STORED ROWS:
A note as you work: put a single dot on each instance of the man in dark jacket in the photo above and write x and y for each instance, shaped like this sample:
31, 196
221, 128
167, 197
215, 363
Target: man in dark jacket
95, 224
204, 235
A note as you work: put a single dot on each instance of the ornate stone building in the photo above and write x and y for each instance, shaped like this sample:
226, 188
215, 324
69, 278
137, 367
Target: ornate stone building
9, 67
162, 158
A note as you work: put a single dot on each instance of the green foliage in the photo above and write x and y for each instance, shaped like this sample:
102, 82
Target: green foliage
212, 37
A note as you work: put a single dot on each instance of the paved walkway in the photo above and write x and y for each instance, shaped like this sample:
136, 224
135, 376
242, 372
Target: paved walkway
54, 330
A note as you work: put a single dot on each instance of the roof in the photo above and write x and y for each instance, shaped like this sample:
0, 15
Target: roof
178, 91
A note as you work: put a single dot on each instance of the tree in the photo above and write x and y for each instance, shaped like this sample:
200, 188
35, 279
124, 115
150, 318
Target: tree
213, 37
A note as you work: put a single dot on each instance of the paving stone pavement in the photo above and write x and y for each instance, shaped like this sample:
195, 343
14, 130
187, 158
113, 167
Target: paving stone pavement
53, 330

---

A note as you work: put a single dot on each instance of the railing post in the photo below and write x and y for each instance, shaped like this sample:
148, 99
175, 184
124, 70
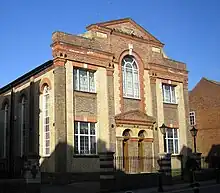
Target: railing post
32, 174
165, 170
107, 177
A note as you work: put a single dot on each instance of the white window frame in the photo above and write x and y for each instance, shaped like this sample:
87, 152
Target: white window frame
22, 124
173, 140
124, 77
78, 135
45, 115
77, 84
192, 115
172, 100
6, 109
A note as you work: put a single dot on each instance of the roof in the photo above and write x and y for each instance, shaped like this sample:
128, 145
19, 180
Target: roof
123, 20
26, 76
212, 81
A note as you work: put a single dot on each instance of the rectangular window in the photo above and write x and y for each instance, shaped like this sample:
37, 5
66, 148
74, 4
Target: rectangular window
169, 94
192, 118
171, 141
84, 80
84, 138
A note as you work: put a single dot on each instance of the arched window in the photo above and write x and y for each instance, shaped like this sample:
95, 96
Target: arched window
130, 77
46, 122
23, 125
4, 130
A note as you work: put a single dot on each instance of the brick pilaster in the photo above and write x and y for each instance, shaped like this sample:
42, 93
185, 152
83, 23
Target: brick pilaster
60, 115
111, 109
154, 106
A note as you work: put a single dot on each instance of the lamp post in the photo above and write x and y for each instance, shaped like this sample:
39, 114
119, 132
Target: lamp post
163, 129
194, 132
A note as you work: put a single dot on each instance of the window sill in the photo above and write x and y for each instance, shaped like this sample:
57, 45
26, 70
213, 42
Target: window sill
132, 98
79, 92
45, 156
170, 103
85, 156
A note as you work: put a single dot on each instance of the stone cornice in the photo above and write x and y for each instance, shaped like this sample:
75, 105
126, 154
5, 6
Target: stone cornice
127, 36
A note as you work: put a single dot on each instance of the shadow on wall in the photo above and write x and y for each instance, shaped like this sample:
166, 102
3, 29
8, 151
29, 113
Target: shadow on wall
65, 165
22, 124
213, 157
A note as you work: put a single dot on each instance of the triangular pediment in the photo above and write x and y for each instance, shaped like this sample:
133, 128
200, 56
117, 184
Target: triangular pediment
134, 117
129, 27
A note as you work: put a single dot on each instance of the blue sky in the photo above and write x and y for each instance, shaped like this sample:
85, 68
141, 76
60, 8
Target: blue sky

==

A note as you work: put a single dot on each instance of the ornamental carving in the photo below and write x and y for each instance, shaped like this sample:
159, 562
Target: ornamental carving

PROBLEM:
Copy every line from the three blocks above that contains the word "jacket", matching case exactly.

TASK ANSWER:
A note as you work: put a single dot on each instance of the man in dark jacket in the photo above and write x and y for each instance, shaped like this sample:
Target: man in dark jacket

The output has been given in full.